**SET EXERCISE**
Starting with the line that contains "Where can the green river", reproduce each line through the end of the listing below, with no other output.

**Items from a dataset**
•••

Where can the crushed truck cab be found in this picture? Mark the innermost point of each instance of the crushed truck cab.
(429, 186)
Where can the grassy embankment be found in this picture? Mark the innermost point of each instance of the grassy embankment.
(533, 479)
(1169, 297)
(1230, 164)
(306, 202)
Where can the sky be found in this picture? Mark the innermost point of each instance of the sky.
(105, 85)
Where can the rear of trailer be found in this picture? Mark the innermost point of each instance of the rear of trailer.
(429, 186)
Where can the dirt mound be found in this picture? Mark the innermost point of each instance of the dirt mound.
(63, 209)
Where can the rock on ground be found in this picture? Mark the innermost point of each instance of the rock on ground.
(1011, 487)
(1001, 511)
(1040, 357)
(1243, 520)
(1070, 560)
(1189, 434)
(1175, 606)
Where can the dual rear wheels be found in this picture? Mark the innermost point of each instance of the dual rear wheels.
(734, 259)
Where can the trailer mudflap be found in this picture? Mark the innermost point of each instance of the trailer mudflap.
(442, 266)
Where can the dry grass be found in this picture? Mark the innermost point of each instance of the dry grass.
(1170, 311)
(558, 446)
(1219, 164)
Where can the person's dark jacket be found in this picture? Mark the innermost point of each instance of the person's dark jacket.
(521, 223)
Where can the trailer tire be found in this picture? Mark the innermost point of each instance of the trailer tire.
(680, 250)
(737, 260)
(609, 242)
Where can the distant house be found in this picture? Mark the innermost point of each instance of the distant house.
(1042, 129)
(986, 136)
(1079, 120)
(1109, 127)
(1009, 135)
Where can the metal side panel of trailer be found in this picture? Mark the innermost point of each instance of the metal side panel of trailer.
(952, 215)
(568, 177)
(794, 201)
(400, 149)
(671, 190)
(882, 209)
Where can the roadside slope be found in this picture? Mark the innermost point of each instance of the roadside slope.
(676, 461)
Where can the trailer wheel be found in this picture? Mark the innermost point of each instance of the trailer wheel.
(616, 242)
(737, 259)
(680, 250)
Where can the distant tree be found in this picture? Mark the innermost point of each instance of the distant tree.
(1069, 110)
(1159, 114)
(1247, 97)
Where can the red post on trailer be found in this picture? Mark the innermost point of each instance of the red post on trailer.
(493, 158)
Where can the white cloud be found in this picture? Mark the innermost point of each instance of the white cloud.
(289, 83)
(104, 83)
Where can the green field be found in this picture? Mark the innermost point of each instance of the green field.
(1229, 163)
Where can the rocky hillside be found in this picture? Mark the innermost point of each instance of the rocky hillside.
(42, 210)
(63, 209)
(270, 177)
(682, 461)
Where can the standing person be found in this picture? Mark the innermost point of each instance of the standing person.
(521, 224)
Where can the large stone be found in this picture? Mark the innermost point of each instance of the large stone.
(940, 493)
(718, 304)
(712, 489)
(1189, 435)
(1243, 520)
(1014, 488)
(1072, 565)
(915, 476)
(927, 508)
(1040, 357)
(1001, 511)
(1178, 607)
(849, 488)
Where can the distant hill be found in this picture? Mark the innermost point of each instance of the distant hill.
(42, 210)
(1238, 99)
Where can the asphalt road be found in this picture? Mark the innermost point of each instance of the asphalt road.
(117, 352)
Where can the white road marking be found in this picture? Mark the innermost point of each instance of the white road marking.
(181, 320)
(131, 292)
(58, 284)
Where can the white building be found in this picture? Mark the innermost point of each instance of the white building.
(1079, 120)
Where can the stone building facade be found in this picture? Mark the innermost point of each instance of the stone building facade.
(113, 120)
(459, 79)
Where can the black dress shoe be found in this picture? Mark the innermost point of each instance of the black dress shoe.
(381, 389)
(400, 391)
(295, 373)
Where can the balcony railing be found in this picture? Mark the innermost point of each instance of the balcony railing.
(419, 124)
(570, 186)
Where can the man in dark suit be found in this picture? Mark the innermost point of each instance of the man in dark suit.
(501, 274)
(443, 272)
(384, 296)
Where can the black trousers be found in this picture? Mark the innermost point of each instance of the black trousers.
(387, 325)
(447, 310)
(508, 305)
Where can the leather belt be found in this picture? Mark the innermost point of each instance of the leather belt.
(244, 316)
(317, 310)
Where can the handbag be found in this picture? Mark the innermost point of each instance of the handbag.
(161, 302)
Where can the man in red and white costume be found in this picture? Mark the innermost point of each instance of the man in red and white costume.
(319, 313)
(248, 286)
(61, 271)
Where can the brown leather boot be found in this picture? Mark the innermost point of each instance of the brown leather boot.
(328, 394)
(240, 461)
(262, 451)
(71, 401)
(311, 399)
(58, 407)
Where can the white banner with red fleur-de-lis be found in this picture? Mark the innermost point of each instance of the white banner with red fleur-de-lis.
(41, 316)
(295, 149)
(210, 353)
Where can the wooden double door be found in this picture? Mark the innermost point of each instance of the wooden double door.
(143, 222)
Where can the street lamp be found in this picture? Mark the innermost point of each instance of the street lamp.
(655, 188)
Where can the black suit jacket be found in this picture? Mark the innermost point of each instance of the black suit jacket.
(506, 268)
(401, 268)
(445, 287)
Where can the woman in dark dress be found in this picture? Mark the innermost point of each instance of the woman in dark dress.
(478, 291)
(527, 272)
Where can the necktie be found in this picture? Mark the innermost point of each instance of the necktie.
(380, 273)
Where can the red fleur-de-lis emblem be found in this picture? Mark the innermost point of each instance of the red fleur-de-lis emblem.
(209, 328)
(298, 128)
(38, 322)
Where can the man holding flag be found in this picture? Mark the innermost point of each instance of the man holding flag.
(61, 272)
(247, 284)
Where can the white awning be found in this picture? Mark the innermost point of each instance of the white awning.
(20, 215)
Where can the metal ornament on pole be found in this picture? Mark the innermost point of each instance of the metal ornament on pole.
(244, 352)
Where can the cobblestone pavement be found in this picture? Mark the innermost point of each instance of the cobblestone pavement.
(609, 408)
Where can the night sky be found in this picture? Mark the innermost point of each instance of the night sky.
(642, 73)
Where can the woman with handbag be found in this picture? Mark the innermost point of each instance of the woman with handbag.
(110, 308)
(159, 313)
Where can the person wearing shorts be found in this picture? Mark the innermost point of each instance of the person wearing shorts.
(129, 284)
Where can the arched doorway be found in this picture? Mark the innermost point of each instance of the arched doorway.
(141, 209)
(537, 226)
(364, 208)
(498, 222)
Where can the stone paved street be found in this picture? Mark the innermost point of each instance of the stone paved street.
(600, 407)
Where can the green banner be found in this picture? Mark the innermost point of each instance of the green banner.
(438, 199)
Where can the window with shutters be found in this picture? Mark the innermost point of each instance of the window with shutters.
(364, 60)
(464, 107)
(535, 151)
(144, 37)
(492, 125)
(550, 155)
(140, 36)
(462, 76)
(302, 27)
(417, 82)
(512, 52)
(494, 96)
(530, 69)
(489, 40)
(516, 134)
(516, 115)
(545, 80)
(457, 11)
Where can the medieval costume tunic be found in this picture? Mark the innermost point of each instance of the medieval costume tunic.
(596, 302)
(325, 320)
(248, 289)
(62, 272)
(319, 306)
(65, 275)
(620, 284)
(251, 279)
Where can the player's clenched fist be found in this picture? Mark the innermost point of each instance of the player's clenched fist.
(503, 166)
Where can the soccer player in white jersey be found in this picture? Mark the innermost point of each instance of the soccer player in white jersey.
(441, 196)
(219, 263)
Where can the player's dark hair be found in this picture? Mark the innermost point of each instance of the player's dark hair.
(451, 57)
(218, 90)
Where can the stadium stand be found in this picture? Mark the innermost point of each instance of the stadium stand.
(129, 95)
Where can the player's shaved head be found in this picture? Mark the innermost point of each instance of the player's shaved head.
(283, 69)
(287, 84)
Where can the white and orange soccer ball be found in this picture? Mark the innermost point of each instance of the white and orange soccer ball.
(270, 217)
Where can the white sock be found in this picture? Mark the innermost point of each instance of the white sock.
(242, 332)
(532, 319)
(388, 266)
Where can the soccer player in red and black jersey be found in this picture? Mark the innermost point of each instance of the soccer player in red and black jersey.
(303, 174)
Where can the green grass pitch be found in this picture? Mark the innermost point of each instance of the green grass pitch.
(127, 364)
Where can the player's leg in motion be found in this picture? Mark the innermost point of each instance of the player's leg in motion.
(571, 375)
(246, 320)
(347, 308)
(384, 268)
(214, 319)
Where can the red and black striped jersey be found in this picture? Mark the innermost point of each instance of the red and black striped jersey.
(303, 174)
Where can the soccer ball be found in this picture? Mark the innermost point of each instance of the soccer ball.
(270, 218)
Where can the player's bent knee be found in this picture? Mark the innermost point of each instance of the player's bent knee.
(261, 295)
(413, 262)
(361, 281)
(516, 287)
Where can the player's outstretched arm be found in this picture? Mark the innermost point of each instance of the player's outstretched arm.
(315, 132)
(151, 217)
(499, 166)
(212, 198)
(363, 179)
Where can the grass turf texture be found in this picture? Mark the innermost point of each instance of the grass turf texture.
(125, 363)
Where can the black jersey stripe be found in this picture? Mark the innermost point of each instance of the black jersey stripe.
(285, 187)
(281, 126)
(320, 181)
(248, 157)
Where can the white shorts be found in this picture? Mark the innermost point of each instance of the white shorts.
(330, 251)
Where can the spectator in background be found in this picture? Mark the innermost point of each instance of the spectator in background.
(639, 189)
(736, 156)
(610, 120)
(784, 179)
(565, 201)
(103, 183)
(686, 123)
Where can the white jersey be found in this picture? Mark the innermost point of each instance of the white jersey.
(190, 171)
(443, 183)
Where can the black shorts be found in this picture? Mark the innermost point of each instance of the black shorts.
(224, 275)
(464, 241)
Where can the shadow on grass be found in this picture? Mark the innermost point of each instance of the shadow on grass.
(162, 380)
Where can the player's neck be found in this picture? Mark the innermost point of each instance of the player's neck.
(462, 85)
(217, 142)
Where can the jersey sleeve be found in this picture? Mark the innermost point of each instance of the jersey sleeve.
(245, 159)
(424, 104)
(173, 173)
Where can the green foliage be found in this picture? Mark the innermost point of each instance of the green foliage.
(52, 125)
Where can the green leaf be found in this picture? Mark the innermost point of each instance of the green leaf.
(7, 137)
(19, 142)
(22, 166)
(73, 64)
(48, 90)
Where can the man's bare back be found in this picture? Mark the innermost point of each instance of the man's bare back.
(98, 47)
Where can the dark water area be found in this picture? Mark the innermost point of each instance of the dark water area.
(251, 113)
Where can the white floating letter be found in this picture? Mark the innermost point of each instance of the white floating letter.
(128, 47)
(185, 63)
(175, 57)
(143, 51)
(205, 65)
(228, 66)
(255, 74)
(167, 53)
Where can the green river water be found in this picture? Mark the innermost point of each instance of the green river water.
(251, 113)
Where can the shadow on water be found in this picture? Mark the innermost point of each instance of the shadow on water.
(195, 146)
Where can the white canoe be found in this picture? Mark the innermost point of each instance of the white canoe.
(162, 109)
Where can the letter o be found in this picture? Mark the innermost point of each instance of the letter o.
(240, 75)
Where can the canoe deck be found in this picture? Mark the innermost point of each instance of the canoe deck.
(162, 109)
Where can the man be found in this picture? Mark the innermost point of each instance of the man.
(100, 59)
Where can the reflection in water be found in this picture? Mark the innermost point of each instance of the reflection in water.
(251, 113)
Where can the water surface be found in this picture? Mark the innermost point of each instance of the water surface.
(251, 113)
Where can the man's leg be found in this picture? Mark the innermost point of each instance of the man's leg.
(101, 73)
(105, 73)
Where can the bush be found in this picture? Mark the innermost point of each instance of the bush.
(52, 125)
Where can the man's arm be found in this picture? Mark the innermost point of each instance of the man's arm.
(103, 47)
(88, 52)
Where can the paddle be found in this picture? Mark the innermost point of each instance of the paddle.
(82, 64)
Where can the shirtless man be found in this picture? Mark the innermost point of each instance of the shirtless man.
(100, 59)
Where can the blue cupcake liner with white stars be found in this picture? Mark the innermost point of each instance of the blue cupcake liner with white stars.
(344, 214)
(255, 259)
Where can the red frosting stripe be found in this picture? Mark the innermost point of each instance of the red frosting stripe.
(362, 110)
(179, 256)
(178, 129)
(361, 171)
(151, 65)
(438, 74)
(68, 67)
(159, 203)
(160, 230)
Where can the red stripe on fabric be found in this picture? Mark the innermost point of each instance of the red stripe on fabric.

•••

**RESPONSE**
Where can the green river water be found in this picture? Mark the innermost point of each instance of the green river water.
(251, 113)
Where can the shadow on water be found in this picture? Mark the innermost point of each instance of the shadow on water.
(195, 146)
Where can the white canoe be found in this picture? Mark the innermost point of each instance of the white canoe.
(162, 109)
Where can the letter o be found in this picture? Mark the innermost point of each instance of the letter o.
(240, 75)
Where can the canoe deck be found in this picture? Mark the innermost point of each instance of the canoe deck.
(162, 109)
Where can the man be found in this picture? Mark the innermost point of each instance of the man.
(100, 59)
Where can the reflection in water be found in this picture? Mark the innermost point of each instance of the reflection in water.
(251, 113)
Where can the water surface be found in this picture? Mark the innermost point of each instance of the water surface.
(251, 113)
Where can the man's leg be found in this picture? Mark the innermost point of each instance of the man's leg.
(101, 73)
(105, 73)
Where can the bush be found in this picture? Mark the innermost point of each instance of the bush.
(52, 125)
Where can the man's arm be found in this picture? Mark the innermost point of each instance of the man's arm.
(103, 47)
(88, 52)
Where can the paddle be found in this picture? Mark the innermost point of each instance of the paddle.
(82, 64)
Where can the shirtless man be found in this picture? Mark the innermost point of each instance of the shirtless man.
(100, 59)
Where can the blue cupcake liner with white stars be found in this picture? Mark the innermost point of each instance of the blue cupcake liner with white stars.
(344, 214)
(255, 259)
Where can the red frosting stripe be found in this picture? Mark the innermost point of each instance of the red frosting stripe.
(362, 110)
(179, 256)
(178, 129)
(361, 171)
(151, 65)
(438, 74)
(68, 67)
(159, 203)
(160, 230)
Where can the red stripe on fabric be found in this picture? Mark the innermost point of each instance of the red stripe on fabric.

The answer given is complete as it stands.